::: Source records :::

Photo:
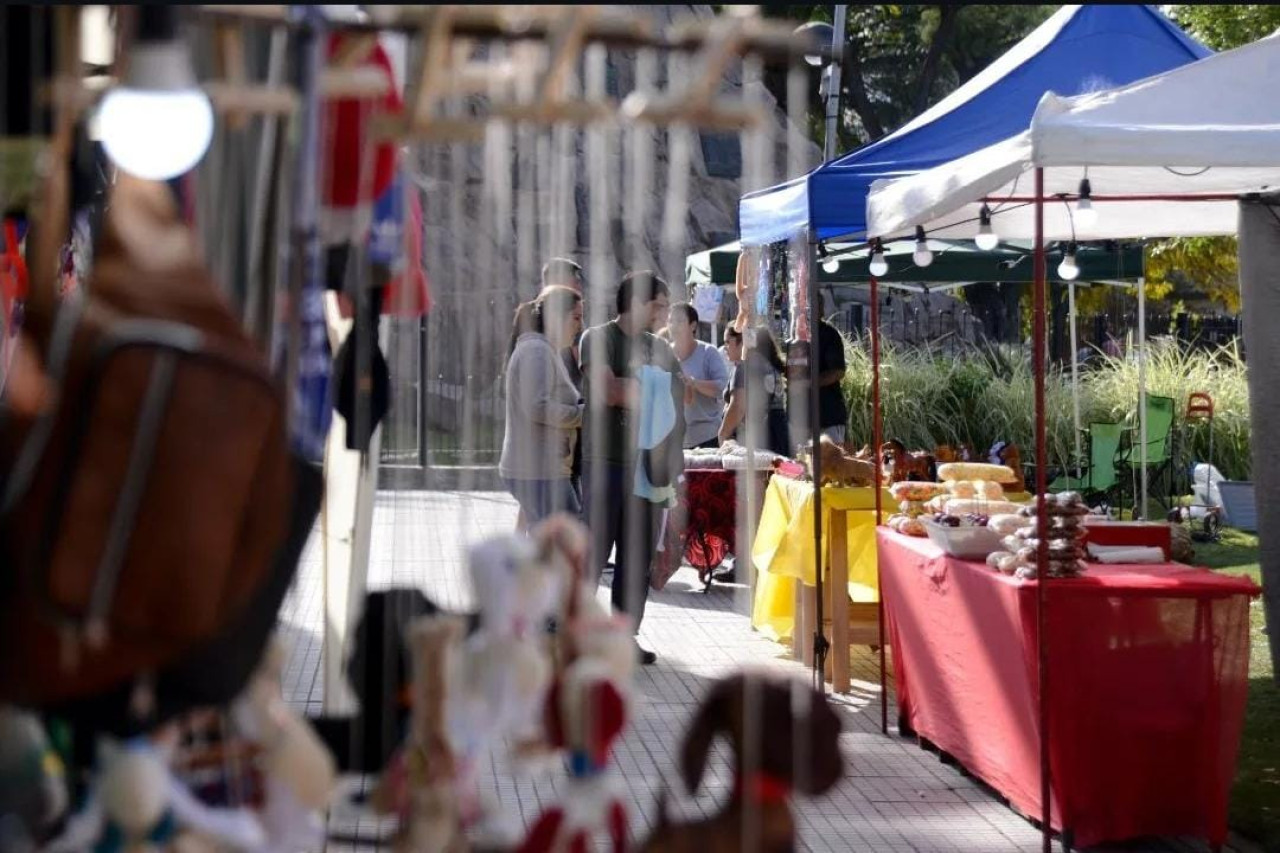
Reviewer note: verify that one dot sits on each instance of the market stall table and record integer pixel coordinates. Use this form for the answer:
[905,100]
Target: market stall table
[1148,673]
[782,553]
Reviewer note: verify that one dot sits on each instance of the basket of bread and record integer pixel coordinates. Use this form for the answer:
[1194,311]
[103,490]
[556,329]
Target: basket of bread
[1065,534]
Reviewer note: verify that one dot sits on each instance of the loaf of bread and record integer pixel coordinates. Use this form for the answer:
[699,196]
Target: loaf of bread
[964,506]
[915,491]
[977,471]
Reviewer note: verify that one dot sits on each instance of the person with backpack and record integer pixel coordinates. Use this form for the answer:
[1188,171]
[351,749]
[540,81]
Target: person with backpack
[632,438]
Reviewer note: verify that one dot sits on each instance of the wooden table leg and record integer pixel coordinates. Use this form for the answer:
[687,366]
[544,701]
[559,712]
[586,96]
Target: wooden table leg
[798,620]
[810,620]
[837,601]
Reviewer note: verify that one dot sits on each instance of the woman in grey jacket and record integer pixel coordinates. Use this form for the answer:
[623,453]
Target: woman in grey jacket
[544,409]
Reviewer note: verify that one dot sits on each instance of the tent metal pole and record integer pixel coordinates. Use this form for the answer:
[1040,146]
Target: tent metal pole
[819,637]
[876,483]
[1141,511]
[1041,516]
[1075,375]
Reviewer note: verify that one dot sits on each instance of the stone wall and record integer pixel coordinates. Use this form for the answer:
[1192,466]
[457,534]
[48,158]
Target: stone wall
[496,211]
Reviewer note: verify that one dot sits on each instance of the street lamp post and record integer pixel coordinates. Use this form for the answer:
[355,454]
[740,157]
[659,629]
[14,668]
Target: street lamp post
[831,94]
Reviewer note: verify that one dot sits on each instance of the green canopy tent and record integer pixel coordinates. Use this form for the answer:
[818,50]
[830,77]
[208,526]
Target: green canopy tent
[956,263]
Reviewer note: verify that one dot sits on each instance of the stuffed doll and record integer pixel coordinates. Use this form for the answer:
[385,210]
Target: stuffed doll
[32,781]
[504,667]
[785,738]
[136,804]
[586,706]
[298,771]
[421,783]
[498,685]
[586,711]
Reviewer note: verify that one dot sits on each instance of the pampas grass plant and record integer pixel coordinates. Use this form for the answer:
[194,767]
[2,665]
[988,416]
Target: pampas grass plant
[929,397]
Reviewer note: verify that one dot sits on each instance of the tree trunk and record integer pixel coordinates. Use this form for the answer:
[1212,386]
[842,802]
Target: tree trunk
[940,41]
[1260,304]
[1060,337]
[855,90]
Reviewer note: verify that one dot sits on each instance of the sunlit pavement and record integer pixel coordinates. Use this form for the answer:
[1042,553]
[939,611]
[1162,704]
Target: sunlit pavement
[895,796]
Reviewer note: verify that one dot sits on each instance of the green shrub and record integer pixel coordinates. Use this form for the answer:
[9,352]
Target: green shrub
[987,395]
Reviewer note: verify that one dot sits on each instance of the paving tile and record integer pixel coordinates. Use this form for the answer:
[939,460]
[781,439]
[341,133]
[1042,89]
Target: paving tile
[894,796]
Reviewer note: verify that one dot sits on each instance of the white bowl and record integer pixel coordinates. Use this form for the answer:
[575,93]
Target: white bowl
[967,543]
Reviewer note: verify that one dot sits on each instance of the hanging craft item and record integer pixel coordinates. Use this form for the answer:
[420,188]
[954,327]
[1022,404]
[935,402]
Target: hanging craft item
[745,283]
[298,771]
[585,712]
[355,169]
[302,334]
[498,684]
[13,290]
[421,783]
[785,739]
[123,568]
[798,290]
[136,802]
[408,293]
[32,781]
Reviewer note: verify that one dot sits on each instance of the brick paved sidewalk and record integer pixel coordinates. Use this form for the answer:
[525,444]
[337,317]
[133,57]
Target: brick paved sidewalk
[895,797]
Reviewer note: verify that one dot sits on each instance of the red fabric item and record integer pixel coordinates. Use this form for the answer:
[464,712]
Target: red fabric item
[711,529]
[410,292]
[711,500]
[344,122]
[542,836]
[1132,533]
[13,268]
[1148,673]
[762,789]
[607,717]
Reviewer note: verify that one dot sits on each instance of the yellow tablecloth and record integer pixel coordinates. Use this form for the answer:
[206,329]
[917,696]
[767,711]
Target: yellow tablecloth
[784,547]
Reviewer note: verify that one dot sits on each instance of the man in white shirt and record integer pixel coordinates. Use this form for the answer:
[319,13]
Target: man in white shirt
[705,375]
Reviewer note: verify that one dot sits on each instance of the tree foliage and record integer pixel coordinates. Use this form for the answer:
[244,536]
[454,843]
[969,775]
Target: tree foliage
[1223,27]
[901,59]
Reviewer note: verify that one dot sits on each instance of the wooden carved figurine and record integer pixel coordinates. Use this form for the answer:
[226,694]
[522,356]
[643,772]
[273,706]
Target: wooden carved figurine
[785,739]
[420,784]
[900,465]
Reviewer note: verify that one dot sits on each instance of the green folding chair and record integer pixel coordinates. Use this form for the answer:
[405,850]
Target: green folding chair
[1160,457]
[1100,480]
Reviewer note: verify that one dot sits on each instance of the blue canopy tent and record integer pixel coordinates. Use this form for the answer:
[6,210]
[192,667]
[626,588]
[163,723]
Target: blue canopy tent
[1079,49]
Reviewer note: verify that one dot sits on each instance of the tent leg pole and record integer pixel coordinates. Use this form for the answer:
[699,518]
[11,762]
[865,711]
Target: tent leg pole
[1141,510]
[876,483]
[819,638]
[1041,518]
[1075,375]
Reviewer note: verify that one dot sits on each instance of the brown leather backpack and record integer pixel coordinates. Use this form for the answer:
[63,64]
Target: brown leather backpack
[142,509]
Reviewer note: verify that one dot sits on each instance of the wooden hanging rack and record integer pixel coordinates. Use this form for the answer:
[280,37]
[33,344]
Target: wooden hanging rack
[444,71]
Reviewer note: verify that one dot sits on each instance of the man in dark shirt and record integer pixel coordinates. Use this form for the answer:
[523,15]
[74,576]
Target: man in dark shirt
[833,414]
[617,518]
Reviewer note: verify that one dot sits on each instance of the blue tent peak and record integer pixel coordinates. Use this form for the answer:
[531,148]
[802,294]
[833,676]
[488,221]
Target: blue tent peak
[1078,50]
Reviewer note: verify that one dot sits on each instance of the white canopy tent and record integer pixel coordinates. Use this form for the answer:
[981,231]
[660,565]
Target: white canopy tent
[1201,135]
[1169,155]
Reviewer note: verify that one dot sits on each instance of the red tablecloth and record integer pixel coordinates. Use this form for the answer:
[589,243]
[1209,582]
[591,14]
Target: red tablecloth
[1148,673]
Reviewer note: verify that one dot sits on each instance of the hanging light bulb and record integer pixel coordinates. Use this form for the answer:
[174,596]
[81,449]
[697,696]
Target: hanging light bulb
[1068,270]
[986,238]
[156,123]
[922,256]
[1086,217]
[878,265]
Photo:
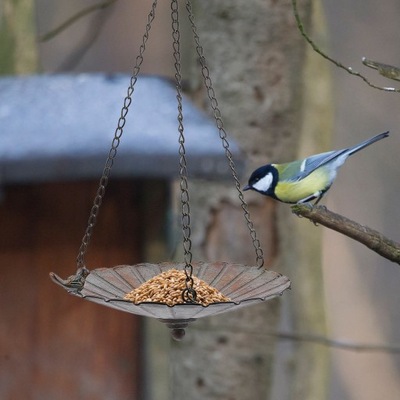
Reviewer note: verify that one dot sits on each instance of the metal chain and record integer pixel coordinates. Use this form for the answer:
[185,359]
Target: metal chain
[113,151]
[223,135]
[189,294]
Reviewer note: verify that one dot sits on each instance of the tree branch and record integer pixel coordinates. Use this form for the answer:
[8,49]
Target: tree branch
[371,238]
[349,70]
[76,17]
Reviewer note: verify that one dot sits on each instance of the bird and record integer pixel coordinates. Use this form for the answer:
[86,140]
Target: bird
[303,181]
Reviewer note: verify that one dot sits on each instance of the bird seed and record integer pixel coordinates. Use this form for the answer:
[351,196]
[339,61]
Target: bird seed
[167,288]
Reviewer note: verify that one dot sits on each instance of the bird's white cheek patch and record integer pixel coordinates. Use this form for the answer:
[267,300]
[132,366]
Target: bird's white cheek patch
[264,183]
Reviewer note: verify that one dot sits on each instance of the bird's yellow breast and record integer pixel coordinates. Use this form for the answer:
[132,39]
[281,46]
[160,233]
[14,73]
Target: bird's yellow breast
[292,192]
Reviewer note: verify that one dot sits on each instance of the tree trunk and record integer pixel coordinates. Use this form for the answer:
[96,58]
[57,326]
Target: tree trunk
[256,58]
[18,51]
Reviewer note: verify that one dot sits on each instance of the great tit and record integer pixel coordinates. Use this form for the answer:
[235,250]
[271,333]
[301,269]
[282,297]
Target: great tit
[305,180]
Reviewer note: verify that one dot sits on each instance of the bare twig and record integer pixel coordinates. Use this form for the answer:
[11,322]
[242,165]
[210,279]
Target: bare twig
[333,61]
[388,71]
[374,240]
[76,17]
[315,339]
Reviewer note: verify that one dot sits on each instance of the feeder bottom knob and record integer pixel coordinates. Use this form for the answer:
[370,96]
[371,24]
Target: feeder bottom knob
[178,334]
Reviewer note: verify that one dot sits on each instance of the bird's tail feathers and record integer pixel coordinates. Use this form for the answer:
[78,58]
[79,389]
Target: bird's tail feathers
[366,143]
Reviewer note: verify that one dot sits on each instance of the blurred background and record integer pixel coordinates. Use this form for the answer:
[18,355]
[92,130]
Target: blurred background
[361,288]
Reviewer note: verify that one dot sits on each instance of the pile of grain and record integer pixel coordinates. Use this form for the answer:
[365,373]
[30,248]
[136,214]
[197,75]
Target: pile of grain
[168,286]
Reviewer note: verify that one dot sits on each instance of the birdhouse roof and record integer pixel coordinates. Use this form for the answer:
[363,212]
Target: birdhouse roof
[60,127]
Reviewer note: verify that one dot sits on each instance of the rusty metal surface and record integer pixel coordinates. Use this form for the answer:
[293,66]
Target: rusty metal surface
[245,285]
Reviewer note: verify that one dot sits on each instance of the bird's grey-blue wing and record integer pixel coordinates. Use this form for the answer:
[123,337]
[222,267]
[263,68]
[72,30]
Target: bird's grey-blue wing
[311,163]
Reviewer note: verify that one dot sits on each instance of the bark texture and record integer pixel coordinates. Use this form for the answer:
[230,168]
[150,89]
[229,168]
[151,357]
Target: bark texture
[256,58]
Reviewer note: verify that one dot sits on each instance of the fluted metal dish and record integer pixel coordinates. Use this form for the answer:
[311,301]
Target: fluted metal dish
[244,285]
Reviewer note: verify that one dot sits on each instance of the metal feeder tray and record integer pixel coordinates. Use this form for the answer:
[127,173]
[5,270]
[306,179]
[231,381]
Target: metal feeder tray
[244,285]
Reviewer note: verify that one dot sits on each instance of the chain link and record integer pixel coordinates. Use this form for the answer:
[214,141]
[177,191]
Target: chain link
[189,294]
[114,145]
[223,135]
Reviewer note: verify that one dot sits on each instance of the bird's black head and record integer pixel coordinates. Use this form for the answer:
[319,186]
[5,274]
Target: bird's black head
[263,180]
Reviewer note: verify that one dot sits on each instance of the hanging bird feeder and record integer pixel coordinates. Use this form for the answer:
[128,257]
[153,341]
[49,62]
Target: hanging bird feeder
[174,293]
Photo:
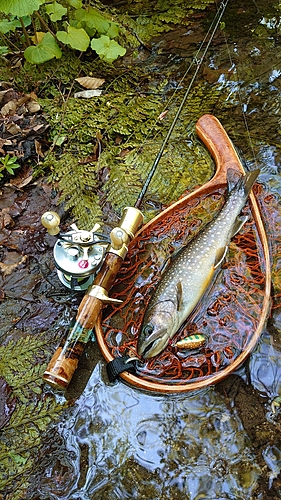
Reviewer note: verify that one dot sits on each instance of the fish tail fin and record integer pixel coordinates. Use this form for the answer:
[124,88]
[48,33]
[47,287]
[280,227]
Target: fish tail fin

:::

◆ **Task directions**:
Return verbatim every line from the line containing "of the bark" to the last line of the entries above, inclusive, and leave out the pictures.

◆ **Task output**:
Reviewer note: verify that one dot sits on each instance of the bark texture and record integer pixel coordinates. Use this form for the answer:
[230,168]
[150,89]
[229,168]
[151,357]
Target: bark texture
[256,58]
Reviewer note: verify that one dot sits on each instance of the fluted metal dish and record integer pixel coordinates. Use this form for the answer:
[311,301]
Target: fluted metal dish
[244,285]
Reviewer note: verify that one dot sits on each instance of the metal feeder tray and record integer pixel coordinates. Use this form for the answer:
[127,173]
[5,270]
[306,179]
[231,381]
Target: metal feeder tray
[244,285]
Reviewer note: verify that one dot sits on each instance of the chain link and record integer pixel coordinates. Use this form for the answer:
[214,141]
[177,191]
Target: chain link
[189,294]
[114,145]
[223,135]
Reviewer note: verify that one dot sits on each instance of the bird's black head and record integer pixel coordinates. Use this form for the answer:
[319,186]
[5,274]
Target: bird's black head
[263,180]
Reviewer note: verify that one dot sits on each instance of the hanging bird feeder and record integer pixel coordinates. Use this form for the answer:
[128,257]
[153,341]
[49,62]
Target: hanging bird feeder
[174,293]
Photo:
Reviewer note: verify that one dot sits on each instance of the fish tail fin and record integer pixel coordinates. Use this form for the answer:
[124,88]
[48,33]
[47,287]
[280,227]
Target: fish tail fin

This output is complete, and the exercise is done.